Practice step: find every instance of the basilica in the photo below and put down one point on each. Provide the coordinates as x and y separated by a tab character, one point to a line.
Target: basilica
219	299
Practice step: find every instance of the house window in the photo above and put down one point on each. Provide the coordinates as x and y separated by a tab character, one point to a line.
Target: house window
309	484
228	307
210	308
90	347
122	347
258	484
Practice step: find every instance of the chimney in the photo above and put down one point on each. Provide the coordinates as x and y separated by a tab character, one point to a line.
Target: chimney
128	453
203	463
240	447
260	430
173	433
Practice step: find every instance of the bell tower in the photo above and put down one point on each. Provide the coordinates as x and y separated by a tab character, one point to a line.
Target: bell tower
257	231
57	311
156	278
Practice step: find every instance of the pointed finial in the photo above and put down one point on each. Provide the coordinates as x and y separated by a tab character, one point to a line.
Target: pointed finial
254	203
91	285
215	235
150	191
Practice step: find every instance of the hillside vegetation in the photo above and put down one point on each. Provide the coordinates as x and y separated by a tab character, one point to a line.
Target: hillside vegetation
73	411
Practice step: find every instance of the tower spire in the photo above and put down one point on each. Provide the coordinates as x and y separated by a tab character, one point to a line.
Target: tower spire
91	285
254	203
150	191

---

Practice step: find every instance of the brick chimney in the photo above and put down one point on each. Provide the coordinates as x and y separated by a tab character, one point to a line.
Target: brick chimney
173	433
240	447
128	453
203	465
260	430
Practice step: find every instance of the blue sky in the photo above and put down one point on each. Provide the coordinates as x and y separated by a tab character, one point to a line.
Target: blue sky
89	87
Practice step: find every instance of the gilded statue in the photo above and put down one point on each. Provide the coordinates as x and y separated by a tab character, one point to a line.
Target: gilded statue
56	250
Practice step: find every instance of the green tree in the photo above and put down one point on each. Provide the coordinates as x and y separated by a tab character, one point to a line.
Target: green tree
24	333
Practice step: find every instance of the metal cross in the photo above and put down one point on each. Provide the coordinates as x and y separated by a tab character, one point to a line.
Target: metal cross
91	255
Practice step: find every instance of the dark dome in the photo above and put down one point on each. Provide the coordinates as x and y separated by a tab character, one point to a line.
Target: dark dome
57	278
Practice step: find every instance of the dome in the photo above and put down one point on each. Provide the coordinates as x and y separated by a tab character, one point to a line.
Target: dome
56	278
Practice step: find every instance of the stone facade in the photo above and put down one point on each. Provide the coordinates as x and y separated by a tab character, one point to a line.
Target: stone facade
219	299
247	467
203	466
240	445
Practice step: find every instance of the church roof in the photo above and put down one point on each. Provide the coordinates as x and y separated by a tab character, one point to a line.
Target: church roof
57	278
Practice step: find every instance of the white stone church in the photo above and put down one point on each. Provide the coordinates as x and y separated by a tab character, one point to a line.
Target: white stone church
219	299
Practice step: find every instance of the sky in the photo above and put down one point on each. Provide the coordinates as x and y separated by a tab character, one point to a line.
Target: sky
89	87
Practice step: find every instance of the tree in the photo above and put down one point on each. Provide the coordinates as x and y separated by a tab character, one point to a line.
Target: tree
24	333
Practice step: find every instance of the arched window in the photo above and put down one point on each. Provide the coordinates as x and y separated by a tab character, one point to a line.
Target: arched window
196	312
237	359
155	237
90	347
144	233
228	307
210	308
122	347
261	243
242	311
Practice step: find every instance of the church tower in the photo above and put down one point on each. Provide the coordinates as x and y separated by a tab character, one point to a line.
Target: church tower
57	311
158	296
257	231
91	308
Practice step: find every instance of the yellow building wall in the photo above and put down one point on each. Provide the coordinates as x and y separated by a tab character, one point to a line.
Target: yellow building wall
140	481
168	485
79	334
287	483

...

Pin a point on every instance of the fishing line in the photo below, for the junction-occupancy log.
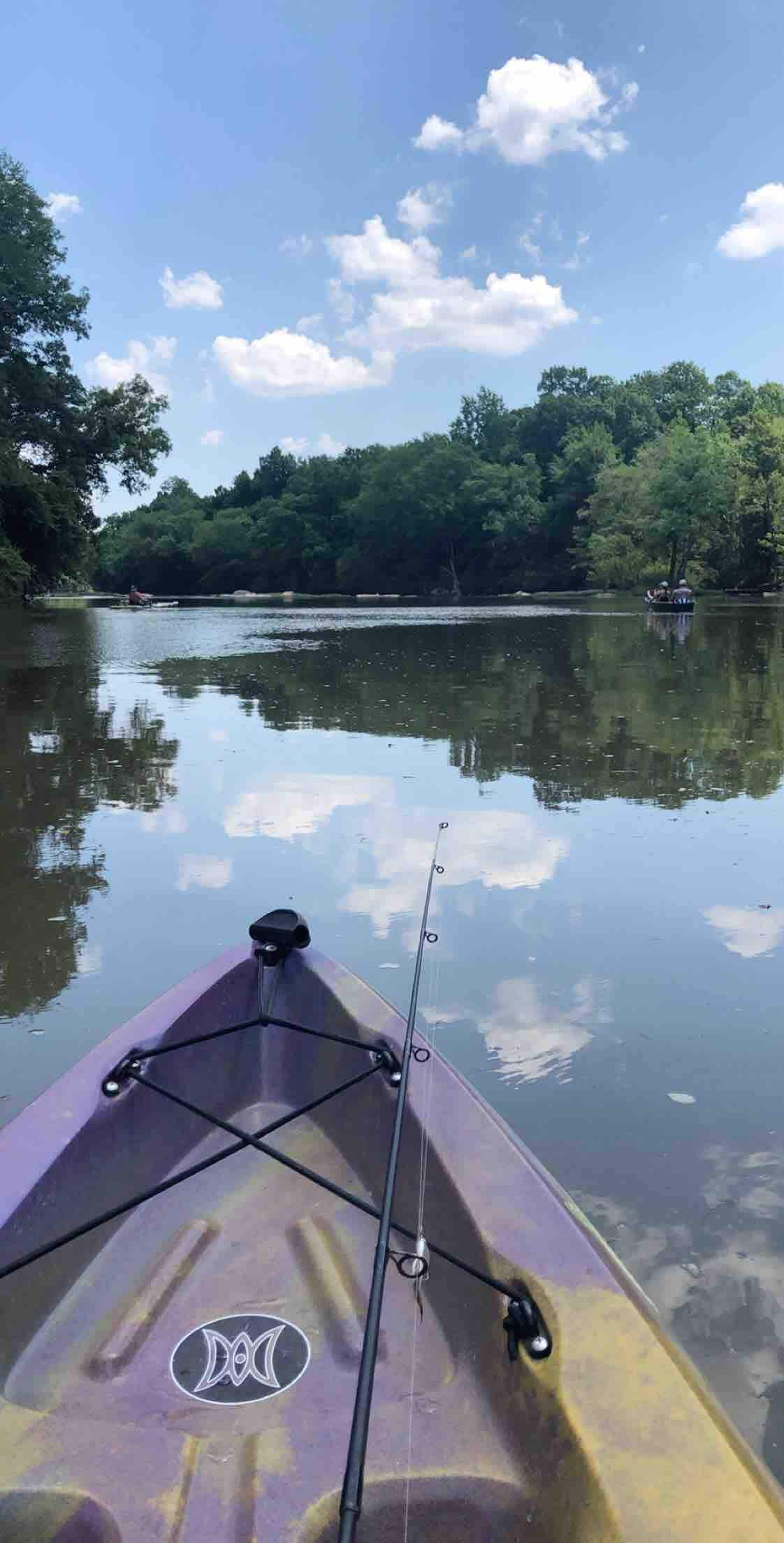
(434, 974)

## TO DO
Above are the records. Copy the lines beginning at the one that has "Target: green tree" and ending with the one that has "Practice step: find every instance of the tree", unchanged.

## TASK RESULT
Target: green tree
24	333
Practice step: find every instance of the metal cross in the photo above and put down one point on each. Provide the coordinates as x and y separated by a tab character, one point to a line.
Target: metal cross
91	255
Practice step: find every instance of the dark dome in the photo above and put down one point on each. Provide the coordinates as x and y separated by a tab character, one point to a line.
Target: dark dome
57	278
Practice step: find every instance of the dome in the photo above and put down one point on each. Provide the coordinates as x and y separated by a tab character, one point to a line.
Target: dome
56	278
Practice step: find every instance of the stone facade in the photo above and put down one point on each. Provide the coordinates as x and y separated by a tab character, one point to a line.
Target: stone facade
219	299
247	467
203	466
240	445
Practice step: find every instance of the church roof in the photo above and put down one point on each. Provide the coordinates as x and y separated by a tab character, one point to a line.
Target: church roof
57	278
Practice step: find every instance of the white stone church in the photo above and put down one point on each. Provide the coordinates as x and y separated by a tab character, one point to a line.
Target: white stone church
219	299
Practice step: find every instance of the sky in the photo above and put down one point on each. Provide the coordinates as x and y separated by a tab character, one point to a line.
Target: sky
89	87
Practice step: find every instance of the tree in the photo above and put down one point on each. Provide the coordinates as x and y separated by a tab character, one point to a line.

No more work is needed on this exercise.